**Work to be completed:** Reproduce the data from its first line through the line containing "pixel 313 411", inclusive, changing "shoreline" to "coastline" and leaving everything else as it is.

* BEGIN Supplied material *

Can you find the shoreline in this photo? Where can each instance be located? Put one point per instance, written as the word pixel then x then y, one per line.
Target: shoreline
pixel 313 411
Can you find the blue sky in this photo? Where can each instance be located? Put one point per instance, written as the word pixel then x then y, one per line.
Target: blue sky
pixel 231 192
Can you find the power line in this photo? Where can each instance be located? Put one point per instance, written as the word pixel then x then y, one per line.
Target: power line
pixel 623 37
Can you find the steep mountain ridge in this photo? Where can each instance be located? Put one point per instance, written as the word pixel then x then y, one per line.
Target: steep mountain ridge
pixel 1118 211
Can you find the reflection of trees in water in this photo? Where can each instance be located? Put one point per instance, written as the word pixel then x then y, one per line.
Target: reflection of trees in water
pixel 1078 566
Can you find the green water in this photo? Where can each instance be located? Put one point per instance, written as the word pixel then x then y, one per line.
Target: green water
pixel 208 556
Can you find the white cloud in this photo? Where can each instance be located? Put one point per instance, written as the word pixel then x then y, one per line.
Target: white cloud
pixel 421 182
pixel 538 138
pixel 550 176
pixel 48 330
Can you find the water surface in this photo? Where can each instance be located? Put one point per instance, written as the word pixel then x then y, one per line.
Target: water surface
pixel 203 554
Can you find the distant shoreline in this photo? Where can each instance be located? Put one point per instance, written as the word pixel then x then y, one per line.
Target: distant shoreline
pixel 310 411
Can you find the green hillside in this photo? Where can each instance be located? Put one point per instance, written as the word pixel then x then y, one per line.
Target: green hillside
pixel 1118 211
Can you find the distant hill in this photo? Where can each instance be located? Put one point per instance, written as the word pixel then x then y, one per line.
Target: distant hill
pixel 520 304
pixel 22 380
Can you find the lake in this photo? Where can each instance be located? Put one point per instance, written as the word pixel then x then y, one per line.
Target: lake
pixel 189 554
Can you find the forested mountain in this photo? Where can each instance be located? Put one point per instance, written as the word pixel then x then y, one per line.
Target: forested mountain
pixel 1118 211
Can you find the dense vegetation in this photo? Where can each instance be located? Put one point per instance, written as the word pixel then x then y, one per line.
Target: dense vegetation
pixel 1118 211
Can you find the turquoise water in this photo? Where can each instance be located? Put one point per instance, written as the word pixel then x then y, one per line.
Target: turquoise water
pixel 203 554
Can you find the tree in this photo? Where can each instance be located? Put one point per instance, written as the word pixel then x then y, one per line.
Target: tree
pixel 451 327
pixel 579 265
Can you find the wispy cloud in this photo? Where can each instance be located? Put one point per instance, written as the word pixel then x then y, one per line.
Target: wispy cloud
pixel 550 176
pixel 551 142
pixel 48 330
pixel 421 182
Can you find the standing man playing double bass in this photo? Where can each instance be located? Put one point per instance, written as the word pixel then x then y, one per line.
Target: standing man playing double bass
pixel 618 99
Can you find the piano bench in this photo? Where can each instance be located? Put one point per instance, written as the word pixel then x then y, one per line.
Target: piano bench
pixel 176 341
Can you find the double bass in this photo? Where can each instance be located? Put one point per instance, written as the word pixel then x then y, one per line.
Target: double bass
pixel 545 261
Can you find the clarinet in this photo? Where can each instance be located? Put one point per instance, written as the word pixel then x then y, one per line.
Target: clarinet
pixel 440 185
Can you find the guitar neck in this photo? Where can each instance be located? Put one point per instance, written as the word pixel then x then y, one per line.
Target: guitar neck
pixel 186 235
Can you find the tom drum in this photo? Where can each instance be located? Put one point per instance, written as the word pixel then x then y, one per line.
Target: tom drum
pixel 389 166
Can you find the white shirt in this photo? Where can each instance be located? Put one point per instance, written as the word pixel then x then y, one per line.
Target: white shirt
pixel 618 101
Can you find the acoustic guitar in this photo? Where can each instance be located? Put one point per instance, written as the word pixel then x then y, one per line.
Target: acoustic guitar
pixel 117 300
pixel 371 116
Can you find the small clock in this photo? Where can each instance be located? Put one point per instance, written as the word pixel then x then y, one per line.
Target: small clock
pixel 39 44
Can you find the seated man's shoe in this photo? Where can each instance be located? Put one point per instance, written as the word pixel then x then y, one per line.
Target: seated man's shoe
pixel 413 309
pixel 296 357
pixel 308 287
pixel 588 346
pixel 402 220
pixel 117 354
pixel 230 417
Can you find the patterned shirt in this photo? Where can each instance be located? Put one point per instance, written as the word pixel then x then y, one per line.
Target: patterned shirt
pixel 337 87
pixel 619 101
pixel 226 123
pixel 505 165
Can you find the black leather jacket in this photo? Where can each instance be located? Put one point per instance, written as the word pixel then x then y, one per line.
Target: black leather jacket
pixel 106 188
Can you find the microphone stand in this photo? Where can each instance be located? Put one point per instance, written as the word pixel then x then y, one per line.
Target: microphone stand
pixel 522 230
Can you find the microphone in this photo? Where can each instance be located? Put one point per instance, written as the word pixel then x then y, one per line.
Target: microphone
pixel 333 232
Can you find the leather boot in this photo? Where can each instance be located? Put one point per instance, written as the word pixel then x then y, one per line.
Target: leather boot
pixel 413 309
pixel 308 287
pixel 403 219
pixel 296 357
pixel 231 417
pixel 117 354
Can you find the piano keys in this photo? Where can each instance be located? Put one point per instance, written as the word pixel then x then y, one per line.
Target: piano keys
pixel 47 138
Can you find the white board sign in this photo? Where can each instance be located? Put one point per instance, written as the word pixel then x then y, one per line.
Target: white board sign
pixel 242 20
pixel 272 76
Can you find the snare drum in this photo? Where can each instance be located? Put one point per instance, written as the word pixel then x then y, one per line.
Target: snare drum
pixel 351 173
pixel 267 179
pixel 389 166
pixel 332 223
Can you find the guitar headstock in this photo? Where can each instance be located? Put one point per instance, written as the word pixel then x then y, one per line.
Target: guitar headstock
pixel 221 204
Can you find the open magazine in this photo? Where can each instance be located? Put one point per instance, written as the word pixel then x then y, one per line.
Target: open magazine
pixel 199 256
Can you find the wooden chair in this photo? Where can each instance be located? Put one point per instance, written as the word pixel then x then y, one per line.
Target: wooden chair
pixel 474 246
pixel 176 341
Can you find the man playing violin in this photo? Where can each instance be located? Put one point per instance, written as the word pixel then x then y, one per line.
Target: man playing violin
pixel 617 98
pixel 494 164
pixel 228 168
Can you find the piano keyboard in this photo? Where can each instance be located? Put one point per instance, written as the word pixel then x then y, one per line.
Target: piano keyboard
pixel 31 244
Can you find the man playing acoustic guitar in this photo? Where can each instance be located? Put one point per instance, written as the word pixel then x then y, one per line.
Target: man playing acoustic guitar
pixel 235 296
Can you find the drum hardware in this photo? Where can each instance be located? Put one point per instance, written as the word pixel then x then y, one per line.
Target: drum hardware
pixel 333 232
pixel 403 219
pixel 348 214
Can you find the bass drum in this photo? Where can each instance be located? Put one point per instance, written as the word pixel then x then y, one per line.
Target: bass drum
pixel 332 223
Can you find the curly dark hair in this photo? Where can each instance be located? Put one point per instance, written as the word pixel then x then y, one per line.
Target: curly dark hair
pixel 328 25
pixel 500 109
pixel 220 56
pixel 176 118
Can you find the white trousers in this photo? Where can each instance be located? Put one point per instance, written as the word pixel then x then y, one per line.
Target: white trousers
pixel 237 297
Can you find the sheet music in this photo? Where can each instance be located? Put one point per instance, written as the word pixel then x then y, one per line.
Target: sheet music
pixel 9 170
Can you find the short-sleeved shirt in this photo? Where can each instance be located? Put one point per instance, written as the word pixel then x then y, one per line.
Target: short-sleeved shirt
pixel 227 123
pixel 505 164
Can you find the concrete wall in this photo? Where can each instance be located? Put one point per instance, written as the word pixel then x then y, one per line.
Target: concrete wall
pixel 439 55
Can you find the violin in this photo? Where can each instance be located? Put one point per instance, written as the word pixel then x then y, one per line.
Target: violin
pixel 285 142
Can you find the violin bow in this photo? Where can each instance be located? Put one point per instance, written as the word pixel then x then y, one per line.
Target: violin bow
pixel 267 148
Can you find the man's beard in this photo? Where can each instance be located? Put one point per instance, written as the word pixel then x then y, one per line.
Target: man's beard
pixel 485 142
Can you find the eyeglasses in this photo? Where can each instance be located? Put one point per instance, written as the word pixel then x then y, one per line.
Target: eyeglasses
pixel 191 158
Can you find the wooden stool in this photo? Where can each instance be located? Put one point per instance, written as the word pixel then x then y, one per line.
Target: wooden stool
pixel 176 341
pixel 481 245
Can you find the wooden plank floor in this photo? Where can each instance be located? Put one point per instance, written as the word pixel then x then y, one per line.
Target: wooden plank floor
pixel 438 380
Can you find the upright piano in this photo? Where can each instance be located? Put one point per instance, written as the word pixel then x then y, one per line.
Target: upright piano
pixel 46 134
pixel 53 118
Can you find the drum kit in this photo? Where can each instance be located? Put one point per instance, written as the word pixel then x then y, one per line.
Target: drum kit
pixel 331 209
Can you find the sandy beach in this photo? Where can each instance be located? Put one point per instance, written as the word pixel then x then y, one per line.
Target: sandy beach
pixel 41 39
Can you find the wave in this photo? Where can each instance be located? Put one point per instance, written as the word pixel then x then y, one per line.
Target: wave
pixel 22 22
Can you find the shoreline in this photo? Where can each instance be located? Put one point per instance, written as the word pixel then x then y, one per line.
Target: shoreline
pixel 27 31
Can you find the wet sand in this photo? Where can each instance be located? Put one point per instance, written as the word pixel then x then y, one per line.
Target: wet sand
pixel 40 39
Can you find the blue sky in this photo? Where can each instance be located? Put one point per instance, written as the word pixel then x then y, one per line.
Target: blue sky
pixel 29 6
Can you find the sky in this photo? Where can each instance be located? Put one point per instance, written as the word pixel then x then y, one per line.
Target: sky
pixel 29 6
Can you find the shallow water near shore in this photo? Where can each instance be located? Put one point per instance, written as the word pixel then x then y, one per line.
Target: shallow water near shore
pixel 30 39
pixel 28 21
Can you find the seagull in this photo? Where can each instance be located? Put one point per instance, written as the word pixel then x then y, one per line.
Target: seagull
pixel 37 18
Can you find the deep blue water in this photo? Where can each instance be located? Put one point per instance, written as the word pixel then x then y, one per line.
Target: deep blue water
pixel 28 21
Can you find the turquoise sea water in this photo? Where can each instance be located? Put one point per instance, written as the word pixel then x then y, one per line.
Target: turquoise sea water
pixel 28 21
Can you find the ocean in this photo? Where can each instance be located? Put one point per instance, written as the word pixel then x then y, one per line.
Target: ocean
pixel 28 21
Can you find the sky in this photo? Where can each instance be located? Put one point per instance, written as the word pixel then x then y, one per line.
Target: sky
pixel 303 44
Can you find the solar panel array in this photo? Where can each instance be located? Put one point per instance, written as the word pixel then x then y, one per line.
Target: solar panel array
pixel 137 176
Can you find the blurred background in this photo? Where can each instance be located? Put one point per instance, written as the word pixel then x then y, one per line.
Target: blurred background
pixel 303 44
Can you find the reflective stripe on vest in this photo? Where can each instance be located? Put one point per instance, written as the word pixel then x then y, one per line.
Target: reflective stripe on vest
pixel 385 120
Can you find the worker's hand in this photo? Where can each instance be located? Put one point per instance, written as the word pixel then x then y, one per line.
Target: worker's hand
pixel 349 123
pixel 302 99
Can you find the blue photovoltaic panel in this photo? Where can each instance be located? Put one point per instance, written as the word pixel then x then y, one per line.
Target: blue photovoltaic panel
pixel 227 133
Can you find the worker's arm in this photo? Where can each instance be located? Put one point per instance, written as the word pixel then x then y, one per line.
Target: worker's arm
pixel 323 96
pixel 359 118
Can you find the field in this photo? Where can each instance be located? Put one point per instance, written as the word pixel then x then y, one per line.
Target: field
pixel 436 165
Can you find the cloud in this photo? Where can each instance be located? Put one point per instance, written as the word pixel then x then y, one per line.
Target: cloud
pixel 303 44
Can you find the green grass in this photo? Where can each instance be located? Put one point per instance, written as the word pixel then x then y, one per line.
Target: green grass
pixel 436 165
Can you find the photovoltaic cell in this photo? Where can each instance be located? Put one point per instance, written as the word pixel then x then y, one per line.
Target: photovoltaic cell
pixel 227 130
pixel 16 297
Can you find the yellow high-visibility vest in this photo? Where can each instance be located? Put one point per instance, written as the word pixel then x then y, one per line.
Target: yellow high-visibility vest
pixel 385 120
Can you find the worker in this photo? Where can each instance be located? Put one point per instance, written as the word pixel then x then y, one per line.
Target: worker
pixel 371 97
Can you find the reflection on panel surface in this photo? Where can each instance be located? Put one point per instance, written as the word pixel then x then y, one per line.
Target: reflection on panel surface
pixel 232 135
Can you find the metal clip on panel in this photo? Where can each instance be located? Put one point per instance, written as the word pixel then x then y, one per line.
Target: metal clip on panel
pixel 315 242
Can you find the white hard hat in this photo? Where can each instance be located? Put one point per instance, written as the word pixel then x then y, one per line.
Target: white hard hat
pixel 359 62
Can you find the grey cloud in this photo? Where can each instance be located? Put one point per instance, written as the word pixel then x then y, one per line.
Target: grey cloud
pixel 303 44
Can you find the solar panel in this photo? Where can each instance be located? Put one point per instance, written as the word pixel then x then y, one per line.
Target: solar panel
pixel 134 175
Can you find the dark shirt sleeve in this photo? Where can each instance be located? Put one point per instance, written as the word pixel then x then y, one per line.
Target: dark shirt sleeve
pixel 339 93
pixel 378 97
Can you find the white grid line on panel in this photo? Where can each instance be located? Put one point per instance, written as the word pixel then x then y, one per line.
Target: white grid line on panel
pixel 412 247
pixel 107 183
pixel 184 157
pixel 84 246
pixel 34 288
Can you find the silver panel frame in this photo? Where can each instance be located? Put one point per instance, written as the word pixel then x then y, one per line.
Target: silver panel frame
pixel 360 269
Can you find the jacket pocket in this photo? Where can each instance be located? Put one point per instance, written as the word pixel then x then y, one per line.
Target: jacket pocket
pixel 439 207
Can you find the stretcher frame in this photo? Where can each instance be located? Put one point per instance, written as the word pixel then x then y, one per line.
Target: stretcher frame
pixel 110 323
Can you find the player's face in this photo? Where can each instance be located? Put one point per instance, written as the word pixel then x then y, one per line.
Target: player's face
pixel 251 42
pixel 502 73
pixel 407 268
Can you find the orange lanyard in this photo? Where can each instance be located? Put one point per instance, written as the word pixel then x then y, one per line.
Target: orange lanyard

* END Supplied material *

**Solution for this problem:**
Can you find the coastline in this photo? Where can each instance be located? Put one point per instance, written as the word pixel then x then y, one per line.
Target: coastline
pixel 313 411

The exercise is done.